Provided data:
** begin **

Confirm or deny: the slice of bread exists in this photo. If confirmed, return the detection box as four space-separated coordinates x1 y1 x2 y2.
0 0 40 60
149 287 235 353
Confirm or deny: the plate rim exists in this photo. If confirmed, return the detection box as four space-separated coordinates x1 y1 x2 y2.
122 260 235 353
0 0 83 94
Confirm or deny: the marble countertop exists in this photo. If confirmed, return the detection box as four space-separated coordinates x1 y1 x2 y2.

** end **
** begin **

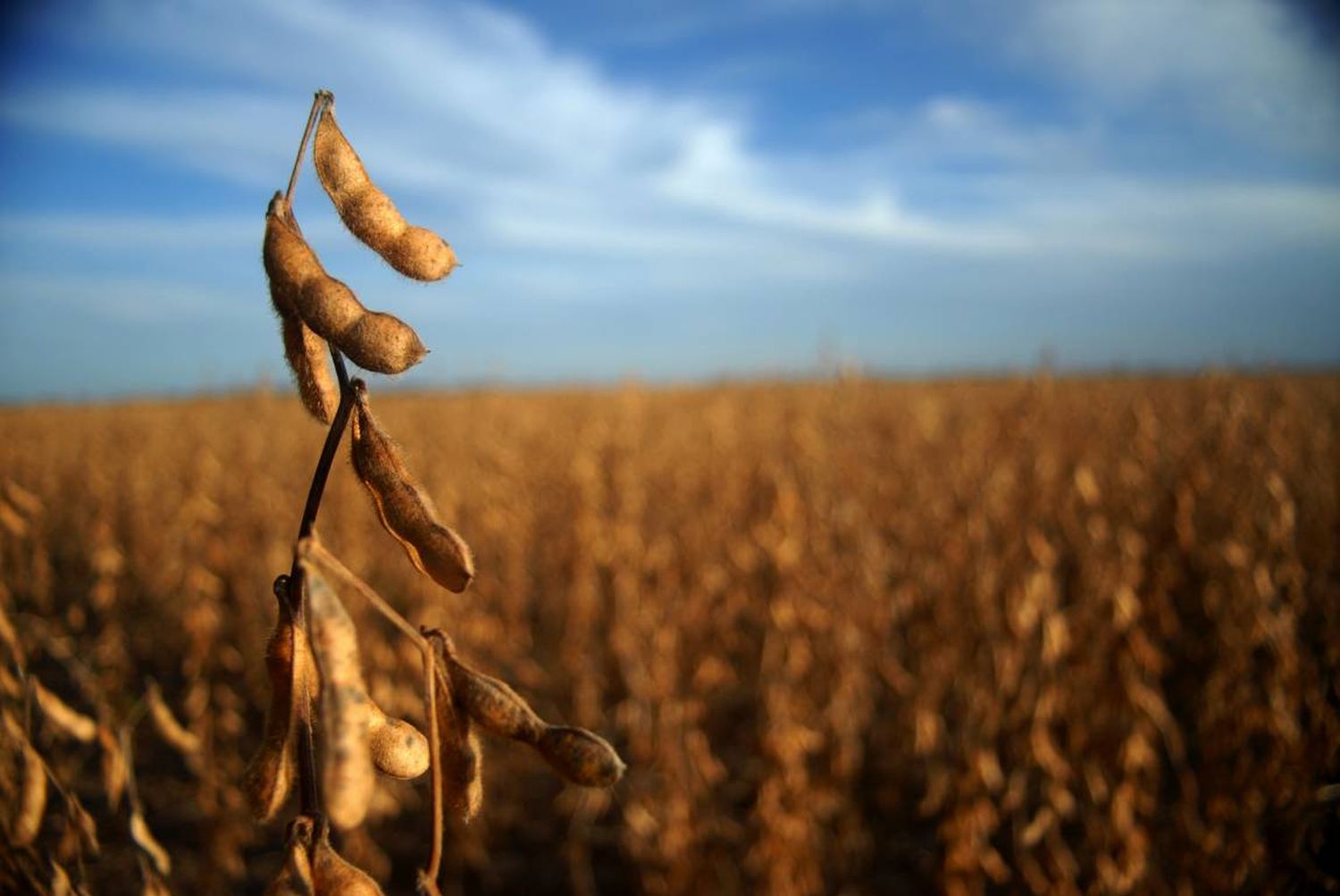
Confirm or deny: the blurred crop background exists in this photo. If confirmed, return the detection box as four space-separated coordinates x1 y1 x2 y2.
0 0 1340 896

** end **
** begin **

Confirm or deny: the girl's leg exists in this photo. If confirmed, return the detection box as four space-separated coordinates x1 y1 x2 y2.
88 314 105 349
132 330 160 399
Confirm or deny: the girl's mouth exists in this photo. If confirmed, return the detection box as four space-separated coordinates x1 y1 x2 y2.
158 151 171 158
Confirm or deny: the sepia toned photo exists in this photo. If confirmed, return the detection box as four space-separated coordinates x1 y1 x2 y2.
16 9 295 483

** end **

Task directions:
Find each line in the entries above that contains the word "girl", and copy those lines out in full.

Finished exercise:
Confirm or deny: the girl's leg exists in this photo. If confirmed, return the detection box as four space-separated coordinates x1 y1 x2 y2.
Confirm or deny: the girl's mouth exists in this photo. If confirmed, return the detection box as four space-separated coordinates x1 y1 x2 y2.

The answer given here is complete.